# [ACTIVITY]
From the line that contains "Return the mask of every instance of the neighboring" to the end of the entries, write out every line exactly, including both ends, and nothing more.

[Start of section]

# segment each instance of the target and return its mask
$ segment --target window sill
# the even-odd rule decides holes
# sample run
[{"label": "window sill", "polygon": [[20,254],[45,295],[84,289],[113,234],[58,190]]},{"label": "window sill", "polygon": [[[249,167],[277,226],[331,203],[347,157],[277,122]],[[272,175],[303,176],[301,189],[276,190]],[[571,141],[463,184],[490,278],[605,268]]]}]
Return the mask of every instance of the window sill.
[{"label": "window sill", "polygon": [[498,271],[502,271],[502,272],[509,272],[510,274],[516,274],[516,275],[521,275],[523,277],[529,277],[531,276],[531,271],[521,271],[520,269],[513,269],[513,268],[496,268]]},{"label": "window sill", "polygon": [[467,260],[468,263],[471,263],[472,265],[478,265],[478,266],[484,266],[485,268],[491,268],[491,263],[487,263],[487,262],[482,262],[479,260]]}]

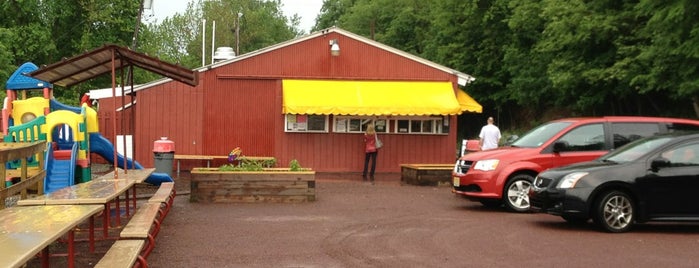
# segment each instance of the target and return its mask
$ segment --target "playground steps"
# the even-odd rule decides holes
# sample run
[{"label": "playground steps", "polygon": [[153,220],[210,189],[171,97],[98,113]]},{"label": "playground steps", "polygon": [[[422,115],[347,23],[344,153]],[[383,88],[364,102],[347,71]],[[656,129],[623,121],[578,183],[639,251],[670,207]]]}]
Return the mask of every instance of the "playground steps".
[{"label": "playground steps", "polygon": [[73,178],[70,176],[70,160],[56,159],[49,171],[51,180],[46,185],[47,193],[73,185]]},{"label": "playground steps", "polygon": [[53,151],[53,157],[57,160],[70,160],[72,153],[71,150],[56,150]]}]

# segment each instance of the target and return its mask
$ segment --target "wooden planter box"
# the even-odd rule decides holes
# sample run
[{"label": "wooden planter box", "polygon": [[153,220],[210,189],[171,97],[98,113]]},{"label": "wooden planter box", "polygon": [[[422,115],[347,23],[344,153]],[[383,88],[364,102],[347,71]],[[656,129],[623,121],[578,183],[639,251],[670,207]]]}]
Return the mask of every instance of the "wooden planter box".
[{"label": "wooden planter box", "polygon": [[451,185],[454,164],[403,164],[400,165],[401,183],[412,185]]},{"label": "wooden planter box", "polygon": [[200,203],[299,203],[315,201],[315,171],[191,171],[190,202]]}]

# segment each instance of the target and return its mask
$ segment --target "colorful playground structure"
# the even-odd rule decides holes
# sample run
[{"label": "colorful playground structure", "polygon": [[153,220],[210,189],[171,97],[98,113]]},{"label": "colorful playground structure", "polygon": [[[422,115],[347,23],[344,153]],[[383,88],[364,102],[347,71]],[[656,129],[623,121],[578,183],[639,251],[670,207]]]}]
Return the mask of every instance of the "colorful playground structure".
[{"label": "colorful playground structure", "polygon": [[[89,181],[92,176],[90,153],[96,153],[122,169],[143,169],[138,162],[121,154],[116,154],[117,159],[114,159],[114,146],[99,133],[94,109],[87,104],[81,107],[64,105],[53,98],[53,85],[24,75],[37,69],[31,62],[24,63],[8,79],[2,131],[5,143],[47,142],[43,156],[46,170],[44,193]],[[41,168],[36,158],[28,159],[29,166]],[[17,169],[19,161],[6,165],[8,170]],[[172,181],[169,176],[163,178],[162,174],[154,176],[158,182]],[[11,185],[12,178],[6,178],[6,186]]]}]

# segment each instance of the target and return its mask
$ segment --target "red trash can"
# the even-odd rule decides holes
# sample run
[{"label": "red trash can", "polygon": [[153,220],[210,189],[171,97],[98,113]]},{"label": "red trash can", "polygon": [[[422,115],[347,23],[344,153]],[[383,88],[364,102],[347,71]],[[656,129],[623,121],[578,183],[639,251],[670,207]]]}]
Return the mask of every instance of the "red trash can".
[{"label": "red trash can", "polygon": [[155,158],[155,172],[167,173],[172,177],[172,163],[175,159],[175,142],[167,137],[153,142],[153,157]]}]

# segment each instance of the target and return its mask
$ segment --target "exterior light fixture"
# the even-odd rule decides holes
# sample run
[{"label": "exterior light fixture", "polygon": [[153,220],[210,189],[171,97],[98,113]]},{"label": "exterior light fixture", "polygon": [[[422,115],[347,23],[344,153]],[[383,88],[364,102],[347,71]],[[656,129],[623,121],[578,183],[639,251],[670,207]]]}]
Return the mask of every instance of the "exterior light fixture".
[{"label": "exterior light fixture", "polygon": [[330,40],[330,55],[340,56],[340,45],[337,39]]}]

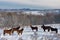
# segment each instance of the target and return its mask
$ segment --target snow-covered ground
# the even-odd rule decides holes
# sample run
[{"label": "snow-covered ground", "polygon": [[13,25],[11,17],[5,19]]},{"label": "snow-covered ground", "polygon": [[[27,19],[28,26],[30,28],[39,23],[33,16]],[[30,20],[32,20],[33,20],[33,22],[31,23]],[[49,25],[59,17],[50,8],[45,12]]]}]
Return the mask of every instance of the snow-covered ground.
[{"label": "snow-covered ground", "polygon": [[32,31],[30,27],[25,27],[23,34],[18,35],[17,32],[14,32],[12,35],[6,34],[3,35],[3,30],[0,29],[0,40],[60,40],[60,24],[47,24],[52,27],[58,28],[58,33],[55,32],[46,32],[43,31],[41,25],[33,25],[38,26],[38,31]]}]

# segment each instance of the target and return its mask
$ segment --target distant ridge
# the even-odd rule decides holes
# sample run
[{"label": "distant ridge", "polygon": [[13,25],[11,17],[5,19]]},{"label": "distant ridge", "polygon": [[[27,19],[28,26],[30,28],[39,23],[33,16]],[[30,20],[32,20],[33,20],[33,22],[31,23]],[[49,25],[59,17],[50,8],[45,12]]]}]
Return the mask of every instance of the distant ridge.
[{"label": "distant ridge", "polygon": [[0,9],[0,11],[41,11],[40,9],[26,9],[26,8],[23,8],[23,9]]},{"label": "distant ridge", "polygon": [[29,8],[22,8],[22,9],[0,9],[1,11],[14,11],[14,12],[19,12],[19,11],[42,11],[42,12],[58,12],[60,13],[60,9],[29,9]]}]

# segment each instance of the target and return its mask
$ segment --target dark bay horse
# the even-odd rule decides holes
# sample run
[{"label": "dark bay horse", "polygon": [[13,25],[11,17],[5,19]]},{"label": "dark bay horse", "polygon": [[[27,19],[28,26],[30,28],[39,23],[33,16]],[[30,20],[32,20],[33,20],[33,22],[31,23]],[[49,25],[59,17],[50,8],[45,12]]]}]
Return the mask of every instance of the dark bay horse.
[{"label": "dark bay horse", "polygon": [[51,31],[56,31],[56,33],[58,32],[58,29],[57,28],[52,28],[51,26],[44,26],[42,25],[41,28],[43,28],[43,30],[48,30],[48,32],[51,30]]},{"label": "dark bay horse", "polygon": [[19,35],[19,33],[21,33],[21,35],[22,35],[23,30],[24,30],[23,28],[22,28],[22,29],[20,29],[20,30],[17,30],[18,35]]},{"label": "dark bay horse", "polygon": [[58,33],[58,29],[57,28],[51,28],[51,31],[56,31],[56,33]]},{"label": "dark bay horse", "polygon": [[5,29],[3,31],[3,35],[5,35],[5,33],[8,33],[9,35],[11,35],[12,34],[12,29],[10,29],[10,30]]},{"label": "dark bay horse", "polygon": [[32,25],[30,25],[30,27],[31,27],[32,30],[38,31],[38,27],[33,27]]},{"label": "dark bay horse", "polygon": [[50,31],[51,27],[50,26],[44,26],[42,25],[41,28],[43,28],[43,30],[48,30],[48,32]]},{"label": "dark bay horse", "polygon": [[20,26],[18,26],[17,28],[12,28],[12,33],[13,33],[14,31],[19,30],[19,28],[20,28]]}]

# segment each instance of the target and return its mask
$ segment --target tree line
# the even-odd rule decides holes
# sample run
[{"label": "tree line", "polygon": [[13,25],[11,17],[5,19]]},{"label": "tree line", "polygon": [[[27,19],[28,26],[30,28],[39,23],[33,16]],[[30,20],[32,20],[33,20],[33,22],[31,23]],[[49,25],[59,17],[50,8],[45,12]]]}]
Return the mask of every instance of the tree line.
[{"label": "tree line", "polygon": [[60,14],[46,13],[42,15],[26,14],[24,12],[0,12],[0,26],[40,25],[60,23]]}]

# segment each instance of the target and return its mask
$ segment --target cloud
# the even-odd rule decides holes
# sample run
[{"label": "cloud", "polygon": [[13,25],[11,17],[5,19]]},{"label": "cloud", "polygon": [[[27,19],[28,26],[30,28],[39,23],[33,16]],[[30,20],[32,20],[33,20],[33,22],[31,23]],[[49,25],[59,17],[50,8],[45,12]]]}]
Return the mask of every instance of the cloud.
[{"label": "cloud", "polygon": [[43,7],[50,7],[50,8],[60,8],[60,0],[0,0],[6,2],[14,2],[17,4],[24,4],[24,5],[34,5],[34,6],[43,6]]}]

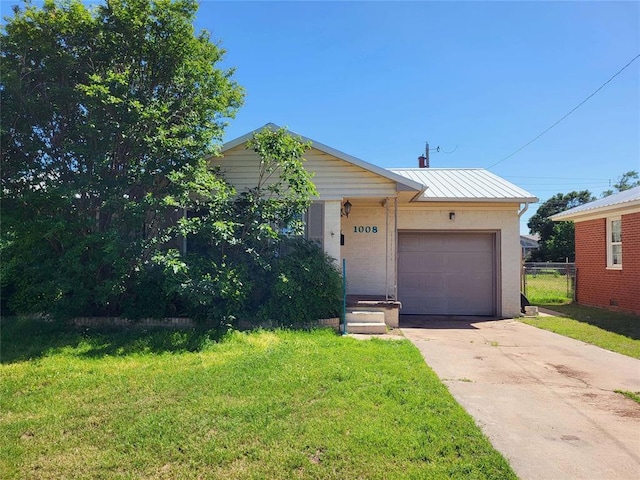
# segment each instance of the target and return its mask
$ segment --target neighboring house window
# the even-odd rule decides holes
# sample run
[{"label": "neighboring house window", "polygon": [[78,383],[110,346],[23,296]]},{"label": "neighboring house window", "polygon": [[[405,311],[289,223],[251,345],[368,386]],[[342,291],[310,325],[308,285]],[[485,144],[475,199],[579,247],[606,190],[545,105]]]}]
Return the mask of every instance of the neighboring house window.
[{"label": "neighboring house window", "polygon": [[607,219],[607,268],[622,268],[622,219]]}]

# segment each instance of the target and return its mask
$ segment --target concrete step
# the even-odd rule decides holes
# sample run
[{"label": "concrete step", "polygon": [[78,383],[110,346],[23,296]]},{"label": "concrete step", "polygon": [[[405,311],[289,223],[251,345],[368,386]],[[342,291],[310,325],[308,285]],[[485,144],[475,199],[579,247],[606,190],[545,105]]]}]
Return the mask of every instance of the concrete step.
[{"label": "concrete step", "polygon": [[368,333],[378,335],[387,333],[387,325],[385,323],[349,322],[347,323],[347,333]]},{"label": "concrete step", "polygon": [[[384,314],[384,323],[388,327],[397,328],[399,325],[400,302],[395,301],[360,301],[347,306],[347,312],[380,312]],[[358,320],[356,320],[358,321]],[[369,321],[369,320],[367,320]]]},{"label": "concrete step", "polygon": [[376,310],[351,310],[347,309],[347,323],[349,322],[382,322],[384,323],[384,312]]},{"label": "concrete step", "polygon": [[387,333],[384,312],[347,311],[347,333]]}]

[End of section]

# [RESPONSE FOR THIS EXERCISE]
Return the mask of every instance of the neighboring house window.
[{"label": "neighboring house window", "polygon": [[607,219],[607,268],[622,268],[622,219]]}]

# segment each instance of the target and return its mask
$ segment --target concrete step
# the even-odd rule decides holes
# sample run
[{"label": "concrete step", "polygon": [[78,383],[110,346],[23,296]]},{"label": "concrete step", "polygon": [[[405,311],[289,223],[251,345],[368,386]],[[342,291],[310,325],[308,285]],[[485,144],[475,199],[579,247],[606,190],[545,105]]]}]
Return the mask of every instance of the concrete step.
[{"label": "concrete step", "polygon": [[368,333],[378,335],[387,333],[387,325],[385,323],[349,322],[347,323],[347,333]]},{"label": "concrete step", "polygon": [[[384,314],[384,323],[388,327],[397,328],[399,325],[400,302],[395,301],[360,301],[347,306],[347,312],[380,312]],[[358,320],[356,320],[358,321]],[[369,321],[369,320],[367,320]]]},{"label": "concrete step", "polygon": [[376,310],[351,310],[347,309],[347,323],[349,322],[382,322],[384,323],[384,312]]},{"label": "concrete step", "polygon": [[387,333],[384,312],[347,311],[347,333]]}]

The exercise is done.